- [TASK BRIEF]:
Your task is to copy every line of the entries that holds the word "mountain".

- [INPUT FOR THIS TASK]:

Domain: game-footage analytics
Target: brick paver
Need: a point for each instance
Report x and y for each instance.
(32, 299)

* * *

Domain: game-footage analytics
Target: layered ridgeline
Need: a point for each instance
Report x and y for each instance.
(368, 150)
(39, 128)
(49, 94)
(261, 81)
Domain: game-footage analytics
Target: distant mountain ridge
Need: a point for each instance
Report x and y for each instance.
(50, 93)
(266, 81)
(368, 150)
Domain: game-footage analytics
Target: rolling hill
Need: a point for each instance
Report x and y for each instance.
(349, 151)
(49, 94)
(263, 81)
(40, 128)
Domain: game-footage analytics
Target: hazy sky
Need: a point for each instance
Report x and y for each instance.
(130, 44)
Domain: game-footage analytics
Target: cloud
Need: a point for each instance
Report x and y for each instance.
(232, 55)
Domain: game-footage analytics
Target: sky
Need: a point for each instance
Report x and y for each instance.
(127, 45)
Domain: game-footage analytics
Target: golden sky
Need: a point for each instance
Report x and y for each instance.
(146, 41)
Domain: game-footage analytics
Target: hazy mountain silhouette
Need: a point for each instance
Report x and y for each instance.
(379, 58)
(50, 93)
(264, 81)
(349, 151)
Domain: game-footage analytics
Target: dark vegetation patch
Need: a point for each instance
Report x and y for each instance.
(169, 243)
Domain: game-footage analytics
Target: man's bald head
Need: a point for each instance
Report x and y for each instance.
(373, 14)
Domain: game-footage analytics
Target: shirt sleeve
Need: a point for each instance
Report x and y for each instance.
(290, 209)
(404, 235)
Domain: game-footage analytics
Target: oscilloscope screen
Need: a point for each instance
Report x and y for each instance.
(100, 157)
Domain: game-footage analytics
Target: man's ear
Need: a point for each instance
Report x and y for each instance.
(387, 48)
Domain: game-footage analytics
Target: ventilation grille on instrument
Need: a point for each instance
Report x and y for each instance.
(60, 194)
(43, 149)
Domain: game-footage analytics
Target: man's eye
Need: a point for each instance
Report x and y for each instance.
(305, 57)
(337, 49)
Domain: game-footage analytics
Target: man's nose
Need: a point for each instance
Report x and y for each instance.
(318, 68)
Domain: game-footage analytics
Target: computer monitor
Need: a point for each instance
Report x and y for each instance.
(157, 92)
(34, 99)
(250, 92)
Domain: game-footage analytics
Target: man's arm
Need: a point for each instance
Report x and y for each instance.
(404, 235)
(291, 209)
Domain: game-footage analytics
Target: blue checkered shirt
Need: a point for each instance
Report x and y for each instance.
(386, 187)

- [TASK RESULT]:
Target: distant mountain ridge
Target: hazy mountain silhouette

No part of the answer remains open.